Set task A: List the four lettered subheadings in the outline of the commentary on Abraham's faith, along with the verse reference given for each.
Set task B: Duplicate the part of the commentary on Abraham's faith that opens with the words containing "The writer of" and closes with "in those promises.".

Excerpt:

****************

Bird's-eye view
In this section of Hebrews, the author brings us to what is arguably the pinnacle of Old Testament faith, the Mount Everest of obedient trust. The testing of Abraham on Mount Moriah is not just a dramatic story; it is a foundational event in redemptive history that defines the very nature of biblical faith. This is not a faith of abstract intellectual assent, but a rugged, active, obedient faith that is willing to place the most cherished promise of God on the altar of God Himself, trusting that He is the kind of God who keeps His promises, even if it means He has to raise the dead to do it. The passage is a profound exploration of the relationship between faith, obedience, promise, and resurrection. It reveals that Abraham's faith was not blind; rather, it was a faith that reasoned, calculated, and concluded that God's character and God's promise were more real than the knife in his hand and the son on the altar. This event serves as a powerful type, a foreshadowing, of the ultimate sacrifice on that same mountain range, where God the Father would not spare His only Son, but would offer Him up for us all.
The writer of Hebrews is holding Abraham up as the prime exhibit of a faith that works. This is not to say Abraham was justified by his works, but rather that his justification-by-faith was demonstrated and proven to be authentic by his works. As James would later argue, faith without works is dead. Abraham's faith was manifestly alive. He believed God's promise, and therefore he obeyed God's command, no matter how paradoxical it seemed. The logic is simple and profound: because God promised, Abraham obeyed. This passage is a death blow to any flimsy, easy-believism that wants the promises of God without the radical obedience that flows from true faith in those promises.
Outline
- 1. The Apex of Faith (Heb 11:17-19)
- a. Faith Tested and Displayed (Heb 11:17a)
- b. The Promise on the Altar (Heb 11:17b-18)
- c. The Logic of Resurrection Faith (Heb 11:19a)
- d. A Figurative Resurrection (Heb 11:19b)

****************

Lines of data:
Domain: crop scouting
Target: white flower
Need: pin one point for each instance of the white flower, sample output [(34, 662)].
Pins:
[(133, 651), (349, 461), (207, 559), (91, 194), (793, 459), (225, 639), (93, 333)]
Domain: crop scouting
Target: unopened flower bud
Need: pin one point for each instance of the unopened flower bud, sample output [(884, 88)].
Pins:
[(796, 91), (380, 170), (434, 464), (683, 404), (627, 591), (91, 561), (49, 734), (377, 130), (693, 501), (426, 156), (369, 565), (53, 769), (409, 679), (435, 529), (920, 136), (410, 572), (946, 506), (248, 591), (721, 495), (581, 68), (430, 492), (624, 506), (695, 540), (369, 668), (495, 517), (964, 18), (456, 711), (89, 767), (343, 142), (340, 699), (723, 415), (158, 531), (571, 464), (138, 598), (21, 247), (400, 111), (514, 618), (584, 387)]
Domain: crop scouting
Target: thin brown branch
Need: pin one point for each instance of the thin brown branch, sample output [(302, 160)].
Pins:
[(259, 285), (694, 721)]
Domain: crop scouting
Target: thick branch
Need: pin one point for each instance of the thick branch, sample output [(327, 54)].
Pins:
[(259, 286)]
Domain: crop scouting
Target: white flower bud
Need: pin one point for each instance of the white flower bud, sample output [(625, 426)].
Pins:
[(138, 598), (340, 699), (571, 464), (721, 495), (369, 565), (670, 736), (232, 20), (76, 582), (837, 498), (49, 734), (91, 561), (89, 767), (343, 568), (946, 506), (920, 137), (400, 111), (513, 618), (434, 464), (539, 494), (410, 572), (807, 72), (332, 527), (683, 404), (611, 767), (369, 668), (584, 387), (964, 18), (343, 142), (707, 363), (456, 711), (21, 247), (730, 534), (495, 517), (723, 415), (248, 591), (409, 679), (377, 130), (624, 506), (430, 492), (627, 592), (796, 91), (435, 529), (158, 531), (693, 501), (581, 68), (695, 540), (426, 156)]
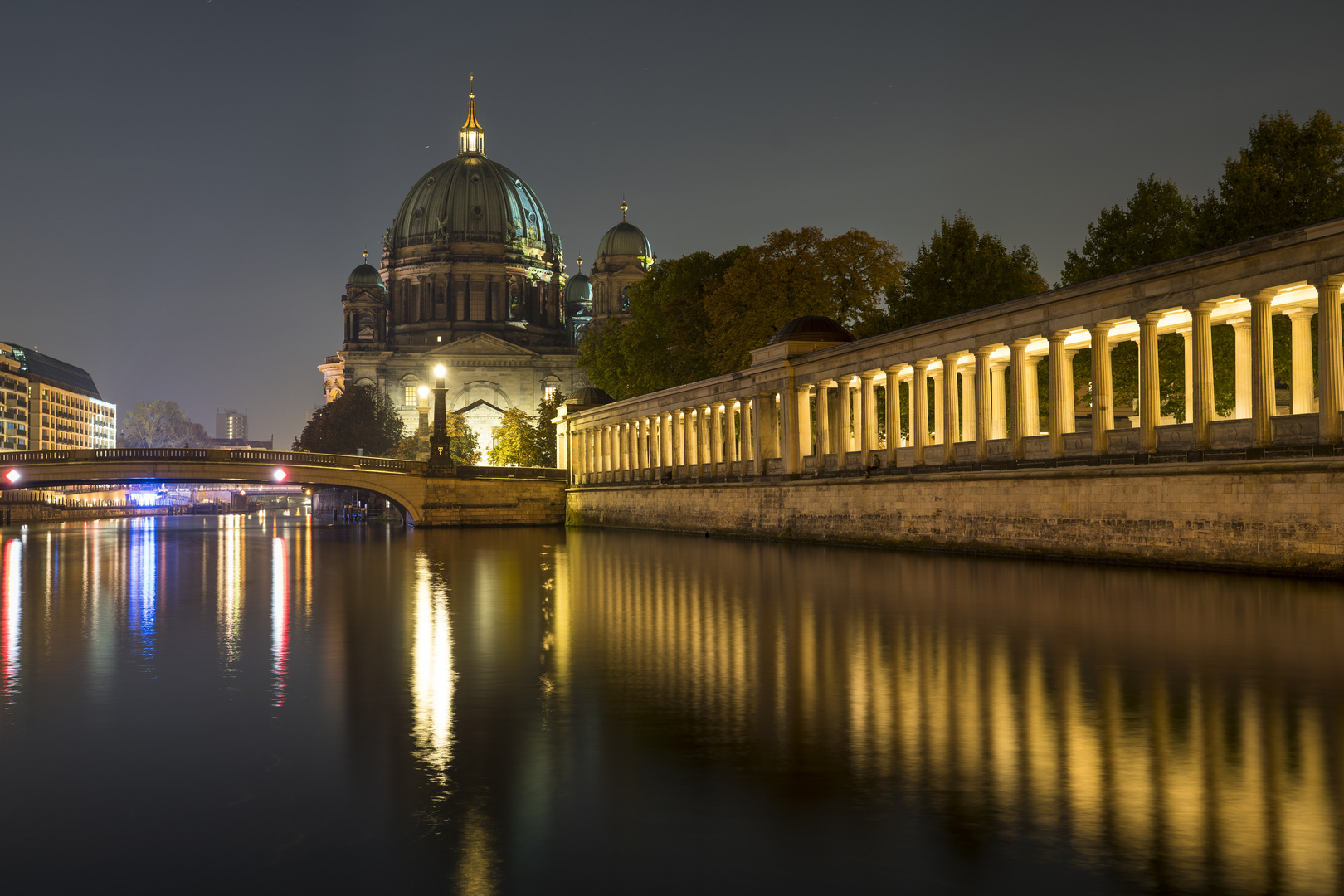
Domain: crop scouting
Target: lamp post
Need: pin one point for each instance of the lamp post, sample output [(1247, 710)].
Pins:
[(440, 457)]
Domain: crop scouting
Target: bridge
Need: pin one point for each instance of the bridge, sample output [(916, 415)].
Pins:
[(424, 496)]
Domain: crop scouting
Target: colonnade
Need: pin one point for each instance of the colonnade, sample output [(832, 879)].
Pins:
[(817, 410)]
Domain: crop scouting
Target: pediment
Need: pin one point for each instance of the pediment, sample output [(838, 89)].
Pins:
[(480, 344)]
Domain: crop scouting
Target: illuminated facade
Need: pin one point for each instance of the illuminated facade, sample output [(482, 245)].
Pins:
[(63, 406), (470, 278)]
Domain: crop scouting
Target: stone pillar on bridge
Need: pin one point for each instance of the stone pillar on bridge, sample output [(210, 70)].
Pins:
[(1304, 382), (1202, 367), (919, 409), (1262, 370), (1103, 414), (1149, 383)]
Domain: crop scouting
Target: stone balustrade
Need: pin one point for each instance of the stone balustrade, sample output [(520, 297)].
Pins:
[(811, 407)]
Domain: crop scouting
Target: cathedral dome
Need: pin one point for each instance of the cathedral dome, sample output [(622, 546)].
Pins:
[(626, 240), (364, 275), (812, 328)]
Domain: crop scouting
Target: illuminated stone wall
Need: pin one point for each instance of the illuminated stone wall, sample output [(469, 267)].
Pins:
[(1276, 516)]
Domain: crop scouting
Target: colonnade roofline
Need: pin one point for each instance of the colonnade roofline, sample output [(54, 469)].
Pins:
[(1220, 280)]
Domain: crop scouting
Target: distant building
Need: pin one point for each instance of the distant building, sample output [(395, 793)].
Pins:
[(65, 409), (14, 403), (230, 425)]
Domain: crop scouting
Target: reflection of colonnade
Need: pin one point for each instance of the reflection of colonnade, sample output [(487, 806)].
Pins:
[(802, 406), (1122, 722)]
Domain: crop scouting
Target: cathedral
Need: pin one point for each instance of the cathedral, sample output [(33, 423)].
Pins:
[(472, 278)]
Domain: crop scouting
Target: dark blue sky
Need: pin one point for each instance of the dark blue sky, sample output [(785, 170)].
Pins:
[(186, 186)]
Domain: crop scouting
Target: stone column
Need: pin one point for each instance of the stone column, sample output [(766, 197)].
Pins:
[(1058, 388), (869, 398), (1304, 384), (1202, 363), (843, 440), (1190, 377), (1018, 368), (1103, 412), (919, 410), (1329, 359), (1149, 383), (951, 402), (940, 405), (804, 398), (1242, 366), (823, 422), (984, 403), (1262, 370), (969, 431), (999, 401)]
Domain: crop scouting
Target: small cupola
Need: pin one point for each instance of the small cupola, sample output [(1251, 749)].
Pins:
[(472, 139)]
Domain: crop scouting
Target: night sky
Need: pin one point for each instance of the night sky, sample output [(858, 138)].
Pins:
[(184, 187)]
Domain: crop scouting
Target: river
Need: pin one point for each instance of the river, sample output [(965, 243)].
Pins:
[(257, 703)]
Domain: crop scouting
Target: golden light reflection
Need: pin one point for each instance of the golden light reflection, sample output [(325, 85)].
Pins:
[(1136, 726), (431, 670)]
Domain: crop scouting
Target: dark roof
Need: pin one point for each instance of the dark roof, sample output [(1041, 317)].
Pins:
[(812, 328), (589, 395), (45, 368)]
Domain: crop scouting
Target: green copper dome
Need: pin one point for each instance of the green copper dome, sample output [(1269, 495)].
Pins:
[(364, 275), (472, 199), (626, 240)]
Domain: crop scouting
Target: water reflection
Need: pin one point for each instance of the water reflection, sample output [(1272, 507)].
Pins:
[(431, 672), (1160, 722), (11, 617)]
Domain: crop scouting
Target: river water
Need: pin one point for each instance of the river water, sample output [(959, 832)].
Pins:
[(258, 703)]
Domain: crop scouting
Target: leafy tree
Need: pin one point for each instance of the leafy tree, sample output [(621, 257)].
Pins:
[(1291, 176), (960, 270), (1157, 225), (362, 418), (162, 425), (515, 440), (797, 273), (464, 448)]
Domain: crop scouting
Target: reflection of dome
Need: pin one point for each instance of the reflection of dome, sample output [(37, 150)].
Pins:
[(812, 328), (589, 395), (626, 240), (470, 199), (364, 275)]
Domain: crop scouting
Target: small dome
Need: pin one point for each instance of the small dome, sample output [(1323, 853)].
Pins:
[(812, 328), (626, 240), (364, 275), (589, 395)]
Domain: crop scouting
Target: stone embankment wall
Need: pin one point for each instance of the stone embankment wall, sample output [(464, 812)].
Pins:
[(1283, 516), (494, 501)]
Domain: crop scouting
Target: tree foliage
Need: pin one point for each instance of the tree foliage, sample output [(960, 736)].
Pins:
[(665, 342), (362, 418), (162, 425), (1157, 225), (960, 270), (797, 273)]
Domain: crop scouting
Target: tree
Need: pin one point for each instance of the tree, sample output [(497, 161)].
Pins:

****************

Finished answer A:
a. Faith Tested and Displayed (Heb 11:17a)
b. The Promise on the Altar (Heb 11:17b-18)
c. The Logic of Resurrection Faith (Heb 11:19a)
d. A Figurative Resurrection (Heb 11:19b)

Finished answer B:
The writer of Hebrews is holding Abraham up as the prime exhibit of a faith that works. This is not to say Abraham was justified by his works, but rather that his justification-by-faith was demonstrated and proven to be authentic by his works. As James would later argue, faith without works is dead. Abraham's faith was manifestly alive. He believed God's promise, and therefore he obeyed God's command, no matter how paradoxical it seemed. The logic is simple and profound: because God promised, Abraham obeyed. This passage is a death blow to any flimsy, easy-believism that wants the promises of God without the radical obedience that flows from true faith in those promises.